Fragmento del documento
═══

Muchos años antes, San Pablo había descubierto en Atenas un altar dedicado "al Dios desconocido". Y había tomado pie de esa expresión para comenzar su célebre discurso del Areópago (cf. Hch 17, 22-34), en el que anunció la salvación de Dios manifestada en Jesucristo e intentó explicar el mensaje cristiano de la resurrección. El Apóstol de las gentes les dijo que el Dios cristiano no era ajeno a su cultura (griega), sino la respuesta a las preguntas más profundas que aquella y todas las demás culturas se formulaban.
El atrio de los gentiles
Por otra parte, en el templo de Jerusalén existía un amplio espacio, el "atrio de los gentiles", donde los que no compartían la fe de Israel podían encontrarse con los escribas, hablar de religión o incluso rezar a aquel Dios desconocido para ellos. Jesús vino precisamente para abrir el templo definitivo (su Cuerpo místico, la Iglesia) al atrio de los gentiles, para derribar el muro que separaba a judíos y gentiles (cf. Ef 2, 14; Mc 11, 17; Jn 2, 21). Vino para quitar «aquello que es contrario al conocimiento y a la adoración común de Dios, despejar por tanto el espacio para la adoración de todos» (J. Ratzinger-Benedicto XVI, Jesús de Nazaret, parte segunda, p. 29). De esta manera, al expulsar a los mercaderes, que habían convertido los alrededores de la casa de Dios en una "cueva de ladrones", Cristo mostró la conexión esencial entre culto y justicia. Y al mismo tiempo quitó los obstáculos que impedían que el templo pudiera ser casa de oración para todas las gentes.
En nuestros días, el Papa se ha referido en varias ocasiones "al Dios desconocido". Lo hizo especialmente en el Colegio de los Bernardinos, Paris (12-IX-2008), para decir que la búsqueda de Dios sigue siendo actual como la manifestación más elevada de la razón humana; lo mismo que la disponibilidad para escucharle sigue siendo el fundamento de toda verdadera cultura.
El 21 de diciembre de 2009, en un discurso a la Curia Romana, Benedicto XVI volvió sobre el tema, sugiriendo la apertura, en la Iglesia, de un "patio de los gentiles" que facilitara sobre todo «el diálogo con aquellos para quienes la religión es algo extraño, para quienes Dios es desconocido y que, sin embargo, no querrían quedarse simplemente sin Dios, sino acercarse a él al menos como Desconocido».

═══

Datos proporcionados
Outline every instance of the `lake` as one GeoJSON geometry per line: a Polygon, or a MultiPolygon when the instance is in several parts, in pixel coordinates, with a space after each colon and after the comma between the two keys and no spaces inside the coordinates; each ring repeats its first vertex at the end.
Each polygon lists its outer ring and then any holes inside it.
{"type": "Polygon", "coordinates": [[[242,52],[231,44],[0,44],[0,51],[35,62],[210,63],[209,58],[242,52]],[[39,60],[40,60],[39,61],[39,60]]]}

═══

Por hacer
Imprime sin cambios el tramo del texto sobre el Dios desconocido que va desde "Muchos años antes, San" hasta "culturas se formulaban.", ambos incluidos.

Resultado
Muchos años antes, San Pablo había descubierto en Atenas un altar dedicado "al Dios desconocido". Y había tomado pie de esa expresión para comenzar su célebre discurso del Areópago (cf. Hch 17, 22-34), en el que anunció la salvación de Dios manifestada en Jesucristo e intentó explicar el mensaje cristiano de la resurrección. El Apóstol de las gentes les dijo que el Dios cristiano no era ajeno a su cultura (griega), sino la respuesta a las preguntas más profundas que aquella y todas las demás culturas se formulaban.